(Records provided)
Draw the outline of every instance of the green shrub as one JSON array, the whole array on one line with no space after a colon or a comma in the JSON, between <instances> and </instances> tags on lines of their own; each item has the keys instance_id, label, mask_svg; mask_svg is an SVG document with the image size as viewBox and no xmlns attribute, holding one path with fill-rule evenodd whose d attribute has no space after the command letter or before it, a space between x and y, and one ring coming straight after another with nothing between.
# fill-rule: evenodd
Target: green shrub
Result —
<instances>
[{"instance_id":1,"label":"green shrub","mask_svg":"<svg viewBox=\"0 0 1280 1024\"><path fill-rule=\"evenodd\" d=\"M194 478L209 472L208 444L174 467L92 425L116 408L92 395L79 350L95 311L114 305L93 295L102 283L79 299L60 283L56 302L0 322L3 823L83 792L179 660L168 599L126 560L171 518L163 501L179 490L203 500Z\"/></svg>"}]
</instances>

(How to complete this task) Beginning with the first line above, transcribe all of the data exactly.

(Response to the task)
Draw the outline of every instance of the green shrub as one JSON array, the whole array on one line with no space after a colon or a comma in the JSON, between <instances> and </instances> tags on lines of their own; each item has the keys instance_id, label, mask_svg; mask_svg is an SVG document with the image size as viewBox and no xmlns attribute, holding one path with fill-rule evenodd whose d attribute has no space after the command letter or before it, a space between x and y, and one ring coming straight after another with nothing between.
# fill-rule: evenodd
Target: green shrub
Result —
<instances>
[{"instance_id":1,"label":"green shrub","mask_svg":"<svg viewBox=\"0 0 1280 1024\"><path fill-rule=\"evenodd\" d=\"M194 478L209 472L208 444L174 467L92 425L116 408L92 395L79 350L95 311L114 305L93 295L102 283L79 299L60 283L56 302L0 322L3 823L83 792L179 660L168 599L126 560L171 518L163 501L179 490L203 500Z\"/></svg>"}]
</instances>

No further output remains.